■ **What you have to do**:
Note each line in the data below that holds "shoreline", and copy it.

■ **Records shown**:
Start of Block
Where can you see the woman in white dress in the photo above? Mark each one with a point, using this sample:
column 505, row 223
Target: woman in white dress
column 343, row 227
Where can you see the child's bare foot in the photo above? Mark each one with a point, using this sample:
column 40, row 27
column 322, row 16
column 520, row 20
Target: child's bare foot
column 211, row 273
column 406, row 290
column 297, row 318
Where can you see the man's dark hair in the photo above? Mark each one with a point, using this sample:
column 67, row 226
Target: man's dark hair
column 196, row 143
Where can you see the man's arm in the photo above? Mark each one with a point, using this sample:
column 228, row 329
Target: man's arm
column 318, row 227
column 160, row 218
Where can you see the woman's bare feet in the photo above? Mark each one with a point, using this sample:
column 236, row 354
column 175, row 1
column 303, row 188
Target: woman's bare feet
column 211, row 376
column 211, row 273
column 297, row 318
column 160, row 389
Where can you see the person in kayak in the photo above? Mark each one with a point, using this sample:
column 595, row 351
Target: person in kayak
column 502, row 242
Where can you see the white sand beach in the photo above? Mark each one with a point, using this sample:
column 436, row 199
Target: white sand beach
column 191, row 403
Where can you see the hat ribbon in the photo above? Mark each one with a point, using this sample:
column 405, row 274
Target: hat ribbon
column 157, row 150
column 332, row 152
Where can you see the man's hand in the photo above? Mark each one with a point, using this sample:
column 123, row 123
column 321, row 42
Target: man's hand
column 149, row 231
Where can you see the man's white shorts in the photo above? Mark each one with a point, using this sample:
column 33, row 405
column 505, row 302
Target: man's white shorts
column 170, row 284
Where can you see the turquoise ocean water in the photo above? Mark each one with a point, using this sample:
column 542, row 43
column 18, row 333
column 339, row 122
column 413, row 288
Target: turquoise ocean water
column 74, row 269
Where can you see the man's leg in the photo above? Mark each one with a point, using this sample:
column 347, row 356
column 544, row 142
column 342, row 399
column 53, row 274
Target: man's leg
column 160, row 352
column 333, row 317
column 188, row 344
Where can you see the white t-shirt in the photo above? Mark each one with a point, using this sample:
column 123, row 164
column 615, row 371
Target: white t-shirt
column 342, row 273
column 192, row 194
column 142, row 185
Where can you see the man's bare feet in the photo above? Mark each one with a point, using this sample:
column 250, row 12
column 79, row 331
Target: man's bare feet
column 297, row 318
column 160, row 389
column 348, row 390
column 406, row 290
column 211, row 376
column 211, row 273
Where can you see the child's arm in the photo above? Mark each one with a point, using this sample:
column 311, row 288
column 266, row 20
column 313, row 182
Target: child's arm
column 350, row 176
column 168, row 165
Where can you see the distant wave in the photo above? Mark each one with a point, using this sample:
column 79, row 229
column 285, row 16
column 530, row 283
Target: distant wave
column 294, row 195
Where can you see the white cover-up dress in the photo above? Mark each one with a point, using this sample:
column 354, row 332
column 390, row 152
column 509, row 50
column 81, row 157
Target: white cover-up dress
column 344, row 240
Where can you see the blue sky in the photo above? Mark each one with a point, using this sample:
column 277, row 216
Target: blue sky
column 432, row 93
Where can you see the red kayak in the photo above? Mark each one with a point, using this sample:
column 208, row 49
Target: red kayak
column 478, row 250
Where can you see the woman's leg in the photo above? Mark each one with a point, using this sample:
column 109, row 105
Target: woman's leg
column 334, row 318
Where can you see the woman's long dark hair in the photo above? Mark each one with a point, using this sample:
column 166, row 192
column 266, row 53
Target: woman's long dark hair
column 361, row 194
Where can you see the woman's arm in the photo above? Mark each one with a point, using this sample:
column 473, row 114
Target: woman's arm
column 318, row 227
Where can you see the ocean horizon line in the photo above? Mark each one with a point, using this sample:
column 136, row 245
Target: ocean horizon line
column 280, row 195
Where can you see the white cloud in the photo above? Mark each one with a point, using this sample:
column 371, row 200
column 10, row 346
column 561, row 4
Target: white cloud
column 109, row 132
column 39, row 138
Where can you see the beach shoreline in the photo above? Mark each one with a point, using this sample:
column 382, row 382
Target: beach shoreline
End of Block
■ **Result for this exercise**:
Where can you see the beach shoreline in the photo above? Mark each one with a point, using this sample:
Target: beach shoreline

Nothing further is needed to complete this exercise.